次の課題:
[A] 本文抜粋の『「見せなさい」と言われて』で始まる段落を、主な事実を残してもっと短くまとめてください。
[B] 本文抜粋を「彼らが「皇帝のものです」と言うと、」を含む箇所から書き始め、「普通は持ち歩かないであろう「高額な貨幣」ではなかったようです。」で終えて書き直してください。その際、「一般の人」は「庶民」に置き換えてください。

本文抜粋:
山陰合同銀行(1997年竣工 14階建)

貨幣社会だったイエスの時代

1.貨幣経済の下、各種の貨幣が流通していた

 福音書には、お金の話がよく出てきます。
 当時の世界が、貨幣経済であったことがわかります。
 貨幣が、当時の社会の隅々にまで流通していたようです。

 1.1 ローマの貨幣が流通していた

 デナリオン銀貨は、ローマ皇帝の肖像が付いているローマの貨幣でした。
 ローマ帝国の支配下にあったユダヤ地方では、
 ローマの貨幣が、流通していたことがわかります。

 「デナリオン銀貨を見せなさい。そこには、だれの肖像と銘があるか。」
 彼らが「皇帝のものです」と言うと、
 ルカによる福音書 20章24節

 「見せなさい」と言われて、すぐに出せた所を見ると
 ある特定の人々だけでなく、一般の人に広く行き渡っていたと言えます。
 そして、いつも持ち歩ける位の額だったこともわかります。

 今で言う10万円とか100万円というような、
 普通は持ち歩かないであろう「高額な貨幣」ではなかったようです。
 今で言う5千円札とか、1万円札程度だったのでしょう。

 1.2 ユダヤの貨幣が流通していた

 神殿では、レプトン銅貨がささげられていますので、
 これはユダヤの貨幣であったことがわかります。
 そして安価だったこともわかります。

 そして、ある貧しいやもめがレプトン銅貨二枚を入れるのを見て、言われた。
 「確かに言っておくが、この貧しいやもめは、だれよりもたくさん入れた。
  あの金持ちたちは皆、有り余る中から献金したが、
  この人は、乏しい中から持っている生活費を全部入れたからである。」

抜粋した行:

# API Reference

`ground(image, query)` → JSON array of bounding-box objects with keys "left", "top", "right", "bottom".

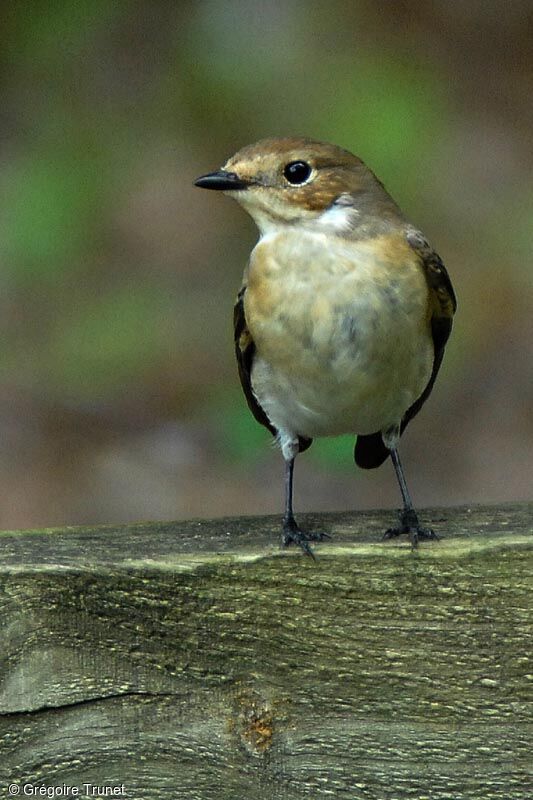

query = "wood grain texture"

[{"left": 0, "top": 505, "right": 533, "bottom": 800}]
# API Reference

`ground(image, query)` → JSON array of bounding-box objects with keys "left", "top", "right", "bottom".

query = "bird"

[{"left": 195, "top": 136, "right": 457, "bottom": 557}]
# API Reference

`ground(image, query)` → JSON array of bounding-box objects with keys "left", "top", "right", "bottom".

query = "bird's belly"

[{"left": 247, "top": 247, "right": 433, "bottom": 437}]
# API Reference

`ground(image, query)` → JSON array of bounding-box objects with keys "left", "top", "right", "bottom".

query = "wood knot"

[{"left": 234, "top": 690, "right": 274, "bottom": 755}]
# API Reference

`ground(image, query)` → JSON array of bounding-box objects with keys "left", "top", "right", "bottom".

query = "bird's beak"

[{"left": 194, "top": 169, "right": 251, "bottom": 192}]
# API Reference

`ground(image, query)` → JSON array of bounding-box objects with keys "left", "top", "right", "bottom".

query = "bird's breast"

[{"left": 245, "top": 231, "right": 433, "bottom": 436}]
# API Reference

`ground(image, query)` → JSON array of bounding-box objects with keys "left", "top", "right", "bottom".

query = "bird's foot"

[
  {"left": 281, "top": 516, "right": 331, "bottom": 558},
  {"left": 383, "top": 508, "right": 439, "bottom": 547}
]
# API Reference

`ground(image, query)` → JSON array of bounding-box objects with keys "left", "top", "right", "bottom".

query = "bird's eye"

[{"left": 283, "top": 161, "right": 311, "bottom": 185}]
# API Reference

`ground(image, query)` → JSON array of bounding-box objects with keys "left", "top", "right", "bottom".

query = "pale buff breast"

[{"left": 245, "top": 229, "right": 433, "bottom": 437}]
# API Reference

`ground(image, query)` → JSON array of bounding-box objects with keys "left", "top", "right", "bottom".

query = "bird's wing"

[
  {"left": 233, "top": 286, "right": 312, "bottom": 453},
  {"left": 354, "top": 228, "right": 457, "bottom": 469}
]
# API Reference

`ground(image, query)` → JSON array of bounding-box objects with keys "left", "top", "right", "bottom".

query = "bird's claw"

[
  {"left": 383, "top": 508, "right": 439, "bottom": 547},
  {"left": 281, "top": 517, "right": 331, "bottom": 559}
]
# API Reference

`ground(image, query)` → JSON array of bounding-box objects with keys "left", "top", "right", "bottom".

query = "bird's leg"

[
  {"left": 383, "top": 447, "right": 438, "bottom": 547},
  {"left": 281, "top": 455, "right": 329, "bottom": 558}
]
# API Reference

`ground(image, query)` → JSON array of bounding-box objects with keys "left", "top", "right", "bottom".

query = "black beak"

[{"left": 194, "top": 169, "right": 250, "bottom": 192}]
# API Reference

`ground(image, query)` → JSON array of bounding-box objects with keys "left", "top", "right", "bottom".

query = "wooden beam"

[{"left": 0, "top": 504, "right": 533, "bottom": 800}]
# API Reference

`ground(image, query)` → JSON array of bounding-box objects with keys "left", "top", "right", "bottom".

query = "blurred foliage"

[{"left": 0, "top": 0, "right": 533, "bottom": 525}]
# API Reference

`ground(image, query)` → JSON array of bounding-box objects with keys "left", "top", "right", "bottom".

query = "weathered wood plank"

[{"left": 0, "top": 504, "right": 533, "bottom": 800}]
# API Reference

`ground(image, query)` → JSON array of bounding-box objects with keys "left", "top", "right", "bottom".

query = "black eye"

[{"left": 283, "top": 161, "right": 311, "bottom": 184}]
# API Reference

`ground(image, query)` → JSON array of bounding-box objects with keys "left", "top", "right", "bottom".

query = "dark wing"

[
  {"left": 233, "top": 286, "right": 313, "bottom": 453},
  {"left": 354, "top": 228, "right": 457, "bottom": 469}
]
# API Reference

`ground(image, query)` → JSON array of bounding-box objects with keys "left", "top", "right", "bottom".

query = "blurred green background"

[{"left": 0, "top": 0, "right": 533, "bottom": 528}]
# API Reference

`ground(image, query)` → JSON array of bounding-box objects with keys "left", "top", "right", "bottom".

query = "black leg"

[
  {"left": 383, "top": 447, "right": 438, "bottom": 547},
  {"left": 281, "top": 458, "right": 329, "bottom": 558}
]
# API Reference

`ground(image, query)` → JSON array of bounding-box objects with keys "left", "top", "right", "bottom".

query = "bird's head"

[{"left": 195, "top": 137, "right": 397, "bottom": 234}]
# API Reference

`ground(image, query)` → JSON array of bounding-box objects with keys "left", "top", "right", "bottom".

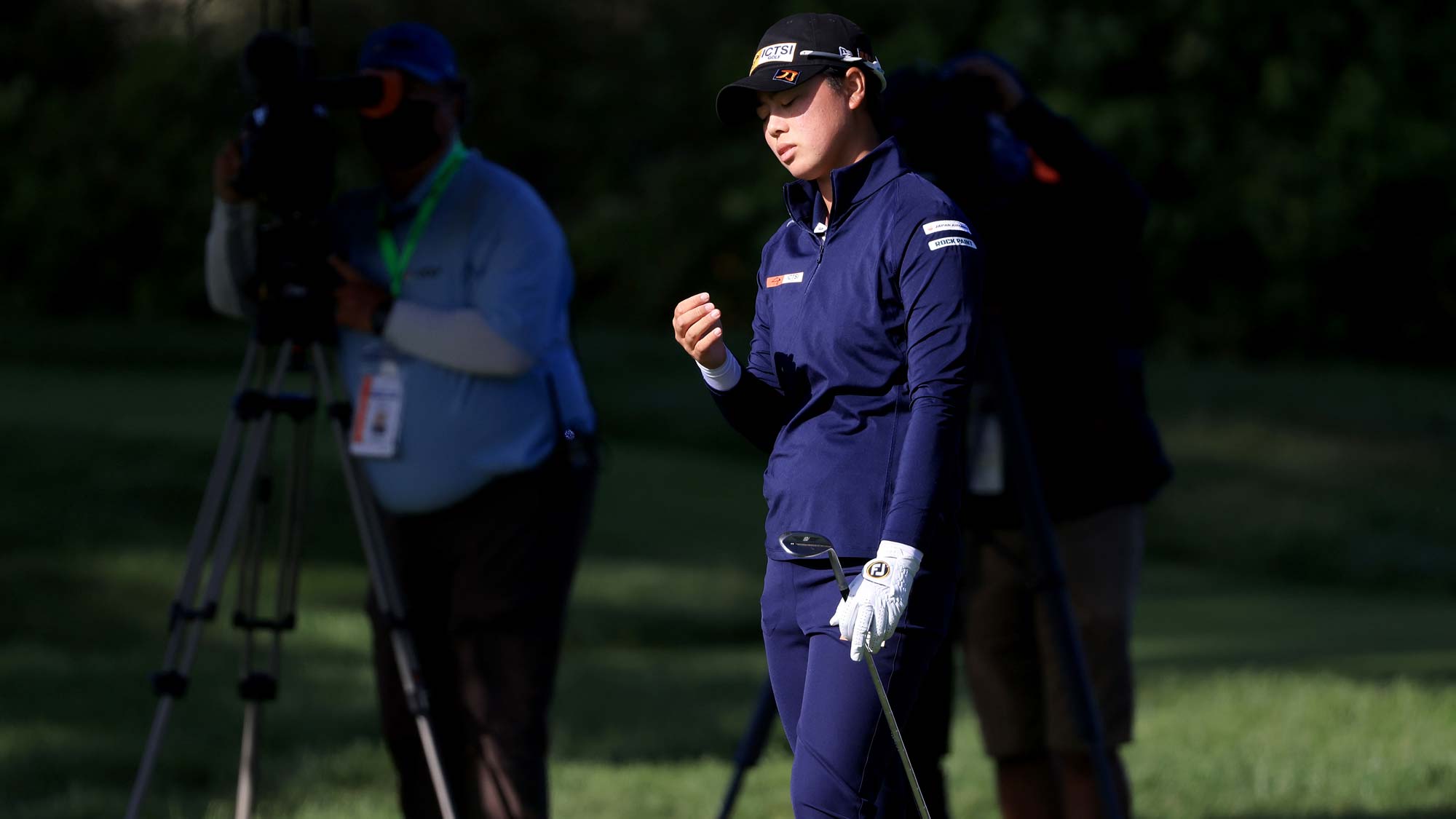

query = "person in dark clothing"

[
  {"left": 673, "top": 15, "right": 980, "bottom": 818},
  {"left": 887, "top": 52, "right": 1172, "bottom": 819}
]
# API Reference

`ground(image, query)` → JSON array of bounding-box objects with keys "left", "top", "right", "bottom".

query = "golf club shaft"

[
  {"left": 826, "top": 550, "right": 930, "bottom": 819},
  {"left": 865, "top": 647, "right": 930, "bottom": 819}
]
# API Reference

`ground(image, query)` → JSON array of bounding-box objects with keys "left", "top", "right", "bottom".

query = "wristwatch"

[{"left": 368, "top": 297, "right": 395, "bottom": 335}]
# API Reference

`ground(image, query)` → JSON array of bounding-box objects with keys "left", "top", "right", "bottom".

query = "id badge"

[{"left": 349, "top": 358, "right": 405, "bottom": 458}]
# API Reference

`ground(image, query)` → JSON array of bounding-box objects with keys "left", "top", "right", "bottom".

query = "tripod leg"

[
  {"left": 986, "top": 326, "right": 1123, "bottom": 819},
  {"left": 310, "top": 344, "right": 456, "bottom": 819},
  {"left": 718, "top": 676, "right": 779, "bottom": 819},
  {"left": 233, "top": 352, "right": 317, "bottom": 819},
  {"left": 127, "top": 339, "right": 284, "bottom": 819},
  {"left": 233, "top": 460, "right": 272, "bottom": 819}
]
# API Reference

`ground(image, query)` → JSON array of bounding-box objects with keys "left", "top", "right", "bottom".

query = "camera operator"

[
  {"left": 887, "top": 52, "right": 1171, "bottom": 819},
  {"left": 207, "top": 23, "right": 597, "bottom": 818}
]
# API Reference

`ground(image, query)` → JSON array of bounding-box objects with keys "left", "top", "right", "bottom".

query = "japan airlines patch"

[
  {"left": 763, "top": 269, "right": 804, "bottom": 287},
  {"left": 926, "top": 236, "right": 976, "bottom": 250},
  {"left": 922, "top": 218, "right": 971, "bottom": 236}
]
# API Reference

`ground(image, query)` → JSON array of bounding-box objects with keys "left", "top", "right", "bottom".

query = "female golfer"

[{"left": 673, "top": 15, "right": 980, "bottom": 816}]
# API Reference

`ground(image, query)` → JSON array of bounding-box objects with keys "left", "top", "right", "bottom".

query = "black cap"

[{"left": 718, "top": 13, "right": 885, "bottom": 125}]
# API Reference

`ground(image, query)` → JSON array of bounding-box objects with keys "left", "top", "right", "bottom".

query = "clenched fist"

[{"left": 673, "top": 293, "right": 728, "bottom": 370}]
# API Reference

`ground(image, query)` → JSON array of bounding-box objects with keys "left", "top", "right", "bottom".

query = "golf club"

[{"left": 779, "top": 532, "right": 930, "bottom": 819}]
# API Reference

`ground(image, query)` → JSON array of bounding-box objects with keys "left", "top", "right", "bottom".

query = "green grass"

[{"left": 0, "top": 325, "right": 1456, "bottom": 819}]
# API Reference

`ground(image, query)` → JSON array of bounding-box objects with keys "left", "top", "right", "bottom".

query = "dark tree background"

[{"left": 0, "top": 0, "right": 1456, "bottom": 363}]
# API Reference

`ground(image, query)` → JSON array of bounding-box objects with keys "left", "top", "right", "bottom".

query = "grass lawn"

[{"left": 0, "top": 325, "right": 1456, "bottom": 819}]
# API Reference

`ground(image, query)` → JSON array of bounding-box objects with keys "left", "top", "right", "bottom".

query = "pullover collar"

[{"left": 783, "top": 137, "right": 910, "bottom": 230}]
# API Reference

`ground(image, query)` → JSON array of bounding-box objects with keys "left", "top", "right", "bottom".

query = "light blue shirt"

[{"left": 332, "top": 150, "right": 596, "bottom": 513}]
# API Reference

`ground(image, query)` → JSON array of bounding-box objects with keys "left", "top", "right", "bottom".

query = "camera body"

[{"left": 233, "top": 31, "right": 397, "bottom": 342}]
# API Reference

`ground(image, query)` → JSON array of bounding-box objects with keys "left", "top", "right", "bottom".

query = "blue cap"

[{"left": 360, "top": 23, "right": 460, "bottom": 84}]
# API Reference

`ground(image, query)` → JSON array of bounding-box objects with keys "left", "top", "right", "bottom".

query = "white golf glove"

[{"left": 828, "top": 541, "right": 922, "bottom": 663}]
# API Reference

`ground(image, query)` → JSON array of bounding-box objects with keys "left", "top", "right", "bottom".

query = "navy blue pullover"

[{"left": 712, "top": 138, "right": 981, "bottom": 560}]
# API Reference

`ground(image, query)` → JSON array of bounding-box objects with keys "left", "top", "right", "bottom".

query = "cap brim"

[
  {"left": 360, "top": 57, "right": 454, "bottom": 86},
  {"left": 716, "top": 66, "right": 833, "bottom": 125}
]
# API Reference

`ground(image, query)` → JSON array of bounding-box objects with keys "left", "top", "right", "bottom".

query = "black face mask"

[{"left": 360, "top": 99, "right": 443, "bottom": 169}]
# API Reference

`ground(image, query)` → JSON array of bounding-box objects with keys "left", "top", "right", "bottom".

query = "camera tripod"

[
  {"left": 718, "top": 317, "right": 1123, "bottom": 819},
  {"left": 127, "top": 331, "right": 454, "bottom": 819}
]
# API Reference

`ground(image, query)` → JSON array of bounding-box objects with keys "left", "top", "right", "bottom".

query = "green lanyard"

[{"left": 379, "top": 141, "right": 470, "bottom": 298}]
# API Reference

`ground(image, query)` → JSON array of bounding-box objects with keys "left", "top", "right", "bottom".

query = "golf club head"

[{"left": 779, "top": 532, "right": 834, "bottom": 558}]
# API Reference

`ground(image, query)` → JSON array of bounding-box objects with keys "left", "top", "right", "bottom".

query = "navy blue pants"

[{"left": 760, "top": 558, "right": 955, "bottom": 819}]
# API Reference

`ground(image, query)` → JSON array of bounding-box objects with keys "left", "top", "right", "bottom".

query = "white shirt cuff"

[{"left": 697, "top": 349, "right": 743, "bottom": 392}]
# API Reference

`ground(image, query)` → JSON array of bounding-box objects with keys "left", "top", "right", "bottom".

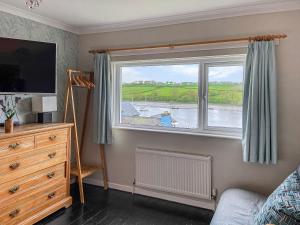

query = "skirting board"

[{"left": 81, "top": 178, "right": 216, "bottom": 210}]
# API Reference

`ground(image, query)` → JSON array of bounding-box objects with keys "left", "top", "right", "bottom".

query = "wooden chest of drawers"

[{"left": 0, "top": 123, "right": 72, "bottom": 225}]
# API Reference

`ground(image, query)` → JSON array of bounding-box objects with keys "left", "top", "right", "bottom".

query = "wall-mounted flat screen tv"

[{"left": 0, "top": 37, "right": 56, "bottom": 94}]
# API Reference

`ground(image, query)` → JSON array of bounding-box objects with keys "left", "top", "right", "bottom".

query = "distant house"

[{"left": 122, "top": 102, "right": 140, "bottom": 117}]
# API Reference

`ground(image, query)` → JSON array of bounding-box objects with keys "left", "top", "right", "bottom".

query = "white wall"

[{"left": 79, "top": 11, "right": 300, "bottom": 200}]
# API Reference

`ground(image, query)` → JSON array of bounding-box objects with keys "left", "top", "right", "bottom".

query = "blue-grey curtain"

[
  {"left": 93, "top": 53, "right": 112, "bottom": 144},
  {"left": 242, "top": 41, "right": 277, "bottom": 164}
]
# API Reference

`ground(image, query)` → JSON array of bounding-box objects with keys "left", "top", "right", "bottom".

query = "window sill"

[{"left": 113, "top": 125, "right": 241, "bottom": 140}]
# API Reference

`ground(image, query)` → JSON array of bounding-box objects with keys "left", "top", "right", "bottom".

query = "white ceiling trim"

[
  {"left": 79, "top": 0, "right": 300, "bottom": 34},
  {"left": 0, "top": 0, "right": 300, "bottom": 34},
  {"left": 0, "top": 1, "right": 79, "bottom": 34}
]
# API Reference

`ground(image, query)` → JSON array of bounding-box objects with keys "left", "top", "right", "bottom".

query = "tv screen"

[{"left": 0, "top": 38, "right": 56, "bottom": 94}]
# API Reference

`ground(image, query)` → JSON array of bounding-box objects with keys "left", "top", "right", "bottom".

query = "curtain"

[
  {"left": 242, "top": 41, "right": 277, "bottom": 164},
  {"left": 93, "top": 53, "right": 112, "bottom": 144}
]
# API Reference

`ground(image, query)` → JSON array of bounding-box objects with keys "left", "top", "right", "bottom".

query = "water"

[{"left": 122, "top": 102, "right": 242, "bottom": 129}]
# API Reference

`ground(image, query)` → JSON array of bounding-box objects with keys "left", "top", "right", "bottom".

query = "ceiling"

[{"left": 0, "top": 0, "right": 300, "bottom": 33}]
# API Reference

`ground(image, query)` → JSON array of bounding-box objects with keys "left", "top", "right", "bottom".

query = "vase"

[{"left": 4, "top": 119, "right": 14, "bottom": 133}]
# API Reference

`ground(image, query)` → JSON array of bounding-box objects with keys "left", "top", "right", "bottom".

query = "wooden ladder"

[{"left": 64, "top": 69, "right": 108, "bottom": 203}]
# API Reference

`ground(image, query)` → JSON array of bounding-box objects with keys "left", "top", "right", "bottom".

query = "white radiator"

[{"left": 135, "top": 147, "right": 212, "bottom": 200}]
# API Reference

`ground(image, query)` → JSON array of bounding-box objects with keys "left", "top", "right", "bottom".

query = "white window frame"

[{"left": 112, "top": 54, "right": 246, "bottom": 139}]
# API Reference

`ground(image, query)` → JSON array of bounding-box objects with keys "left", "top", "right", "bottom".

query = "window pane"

[
  {"left": 207, "top": 65, "right": 244, "bottom": 128},
  {"left": 120, "top": 64, "right": 199, "bottom": 128}
]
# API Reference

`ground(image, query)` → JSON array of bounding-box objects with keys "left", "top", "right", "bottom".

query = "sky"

[{"left": 122, "top": 64, "right": 243, "bottom": 83}]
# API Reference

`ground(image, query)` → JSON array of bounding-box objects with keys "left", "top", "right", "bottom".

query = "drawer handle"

[
  {"left": 48, "top": 192, "right": 56, "bottom": 199},
  {"left": 9, "top": 209, "right": 20, "bottom": 218},
  {"left": 47, "top": 172, "right": 55, "bottom": 179},
  {"left": 9, "top": 185, "right": 20, "bottom": 194},
  {"left": 9, "top": 162, "right": 20, "bottom": 170},
  {"left": 8, "top": 143, "right": 20, "bottom": 149},
  {"left": 48, "top": 152, "right": 56, "bottom": 159},
  {"left": 49, "top": 135, "right": 56, "bottom": 141}
]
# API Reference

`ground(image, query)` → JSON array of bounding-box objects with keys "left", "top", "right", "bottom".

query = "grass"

[{"left": 122, "top": 83, "right": 243, "bottom": 105}]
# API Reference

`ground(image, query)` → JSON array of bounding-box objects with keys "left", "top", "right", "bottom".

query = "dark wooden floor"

[{"left": 38, "top": 185, "right": 213, "bottom": 225}]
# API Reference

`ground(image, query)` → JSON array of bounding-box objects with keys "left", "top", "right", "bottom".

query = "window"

[{"left": 114, "top": 56, "right": 244, "bottom": 136}]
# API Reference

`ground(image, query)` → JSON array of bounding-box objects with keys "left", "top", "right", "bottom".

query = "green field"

[{"left": 122, "top": 83, "right": 243, "bottom": 105}]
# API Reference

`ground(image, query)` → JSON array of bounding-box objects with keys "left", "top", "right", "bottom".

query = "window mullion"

[{"left": 198, "top": 61, "right": 205, "bottom": 131}]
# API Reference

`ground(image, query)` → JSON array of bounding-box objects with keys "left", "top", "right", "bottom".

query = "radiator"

[{"left": 135, "top": 147, "right": 212, "bottom": 200}]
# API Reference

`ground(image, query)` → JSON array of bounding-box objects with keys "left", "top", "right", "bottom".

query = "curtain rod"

[{"left": 89, "top": 34, "right": 287, "bottom": 54}]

解答:
[A] 求められてすぐに出せたことから、デナリオン銀貨は一部の人だけでなく一般の人に広く行き渡っており、いつも持ち歩ける程度の額だったといえる。

[B]
彼らが「皇帝のものです」と言うと、
 ルカによる福音書 20章24節

 「見せなさい」と言われて、すぐに出せた所を見ると
 ある特定の人々だけでなく、庶民に広く行き渡っていたと言えます。
 そして、いつも持ち歩ける位の額だったこともわかります。

 今で言う10万円とか100万円というような、
 普通は持ち歩かないであろう「高額な貨幣」ではなかったようです。